→ Exercise instructions:
Return every entry exactly as it is written in the listing.

→ Data provided:
┄┄┄┄┄┄┄┄┄┄┄┄┄┄┄┄┄┄┄┄
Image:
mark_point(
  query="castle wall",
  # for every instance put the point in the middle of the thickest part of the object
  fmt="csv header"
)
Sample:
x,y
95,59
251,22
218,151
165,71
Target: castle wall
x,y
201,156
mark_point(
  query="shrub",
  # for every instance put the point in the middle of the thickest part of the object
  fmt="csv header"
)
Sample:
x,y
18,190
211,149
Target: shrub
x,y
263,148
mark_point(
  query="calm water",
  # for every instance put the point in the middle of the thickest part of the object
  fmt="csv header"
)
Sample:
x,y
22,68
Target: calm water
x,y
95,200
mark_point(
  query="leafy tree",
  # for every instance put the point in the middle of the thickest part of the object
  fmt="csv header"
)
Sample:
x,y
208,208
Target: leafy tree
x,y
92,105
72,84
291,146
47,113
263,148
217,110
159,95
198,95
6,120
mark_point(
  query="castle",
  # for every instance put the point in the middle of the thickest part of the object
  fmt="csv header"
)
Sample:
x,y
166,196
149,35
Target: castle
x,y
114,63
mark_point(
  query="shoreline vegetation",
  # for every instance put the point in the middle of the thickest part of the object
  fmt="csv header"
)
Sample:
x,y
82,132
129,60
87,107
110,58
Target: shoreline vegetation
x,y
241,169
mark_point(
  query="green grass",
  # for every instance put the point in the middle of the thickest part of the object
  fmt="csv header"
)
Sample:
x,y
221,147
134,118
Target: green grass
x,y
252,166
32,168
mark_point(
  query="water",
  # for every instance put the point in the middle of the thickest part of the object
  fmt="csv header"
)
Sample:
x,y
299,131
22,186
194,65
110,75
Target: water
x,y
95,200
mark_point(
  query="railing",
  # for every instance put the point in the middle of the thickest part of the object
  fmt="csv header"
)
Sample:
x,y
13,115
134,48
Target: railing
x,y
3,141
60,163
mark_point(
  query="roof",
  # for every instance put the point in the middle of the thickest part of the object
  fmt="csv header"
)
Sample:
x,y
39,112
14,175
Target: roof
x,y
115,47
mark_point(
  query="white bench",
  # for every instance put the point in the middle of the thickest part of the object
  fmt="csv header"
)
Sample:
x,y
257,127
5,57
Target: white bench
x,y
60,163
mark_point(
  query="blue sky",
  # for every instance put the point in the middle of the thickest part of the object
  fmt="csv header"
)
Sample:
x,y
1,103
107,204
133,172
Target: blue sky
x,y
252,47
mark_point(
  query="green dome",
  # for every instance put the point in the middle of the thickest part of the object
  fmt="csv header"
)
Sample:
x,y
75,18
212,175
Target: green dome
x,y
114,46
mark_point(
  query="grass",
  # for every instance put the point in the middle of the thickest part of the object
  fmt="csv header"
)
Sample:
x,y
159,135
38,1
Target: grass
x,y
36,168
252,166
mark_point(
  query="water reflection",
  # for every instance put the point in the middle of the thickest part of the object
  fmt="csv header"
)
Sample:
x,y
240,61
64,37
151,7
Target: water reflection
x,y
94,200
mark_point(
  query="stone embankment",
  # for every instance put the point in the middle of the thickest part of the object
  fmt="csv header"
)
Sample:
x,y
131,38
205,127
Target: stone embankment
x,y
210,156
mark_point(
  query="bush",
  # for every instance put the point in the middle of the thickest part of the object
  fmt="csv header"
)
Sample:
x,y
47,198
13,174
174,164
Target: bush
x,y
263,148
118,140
┄┄┄┄┄┄┄┄┄┄┄┄┄┄┄┄┄┄┄┄
→ Your solution:
Image:
mark_point(
  query="castle wall",
  # for every instance put the point in the middle of the thickest part of the object
  fmt="csv header"
)
Sample:
x,y
95,59
251,22
218,151
165,71
Target: castle wall
x,y
201,156
mark_point(
  query="shrub",
  # for every instance put the point in the middle of the thickest part of the object
  fmt="csv header"
)
Sample:
x,y
18,190
211,149
Target: shrub
x,y
263,148
mark_point(
  query="calm water",
  # for every instance put the point in the middle of the thickest part of the object
  fmt="csv header"
)
Sample:
x,y
22,68
Target: calm water
x,y
95,200
mark_point(
  query="leafy tree",
  # for every instance put the point in the middle of the thickest part of the object
  fmt="csv header"
)
Sample:
x,y
208,208
Target: leafy tree
x,y
92,105
72,84
291,146
47,113
263,148
217,110
159,95
198,95
6,120
mark_point(
  query="castle",
  # for every instance put the point in the middle of the thickest part of the object
  fmt="csv header"
)
Sample:
x,y
166,196
149,35
Target: castle
x,y
114,63
mark_point(
  query="shoreline vegetation",
  # for every instance put the point in the middle of the thickest part of the object
  fmt="csv header"
)
Sample:
x,y
82,132
129,60
87,107
110,58
Target: shoreline vegetation
x,y
241,169
mark_point(
  query="green grass",
  # for every instance put the point in the middle of the thickest part of the object
  fmt="csv header"
)
Sample:
x,y
221,147
134,118
Target: green grass
x,y
252,166
32,168
mark_point(
  query="water",
  # for every instance put the point in the middle of the thickest part of the object
  fmt="csv header"
)
Sample:
x,y
299,131
22,186
194,65
110,75
Target: water
x,y
95,200
mark_point(
  query="railing",
  # for every instance put the point in the middle of the thickest part of the object
  fmt="csv header"
)
Sample:
x,y
13,115
134,48
Target: railing
x,y
3,141
60,163
mark_point(
  query="roof",
  # for every instance put the point in the middle of the thickest part of the object
  fmt="csv header"
)
Sample:
x,y
39,112
14,175
Target: roof
x,y
115,47
mark_point(
  query="white bench",
  # for every instance put the point in the middle of the thickest part of the object
  fmt="csv header"
)
Sample:
x,y
257,127
5,57
Target: white bench
x,y
60,163
mark_point(
  query="blue sky",
  # for every instance put the point in the middle of the thickest part of the object
  fmt="csv header"
)
Sample:
x,y
1,103
107,204
133,172
Target: blue sky
x,y
252,47
mark_point(
  query="green dome",
  # for every instance put the point in the middle of the thickest part of the object
  fmt="csv header"
)
Sample:
x,y
75,18
212,175
Target: green dome
x,y
114,46
mark_point(
  query="grass",
  # for every instance put the point in the middle of the thickest part of the object
  fmt="csv header"
)
Sample:
x,y
159,135
38,1
Target: grass
x,y
36,168
252,166
mark_point(
  query="water reflection",
  # for every instance put the point in the middle of the thickest part of the object
  fmt="csv header"
)
Sample:
x,y
240,61
64,37
151,7
Target: water reflection
x,y
94,200
mark_point(
  query="stone embankment",
  # for every instance put the point in the middle of the thickest part of the object
  fmt="csv header"
)
Sample:
x,y
131,38
205,127
Target: stone embankment
x,y
210,156
mark_point(
  query="bush",
  # for every instance put the point in the middle of the thickest part of the object
  fmt="csv header"
)
Sample:
x,y
47,198
13,174
174,164
Target: bush
x,y
263,148
118,140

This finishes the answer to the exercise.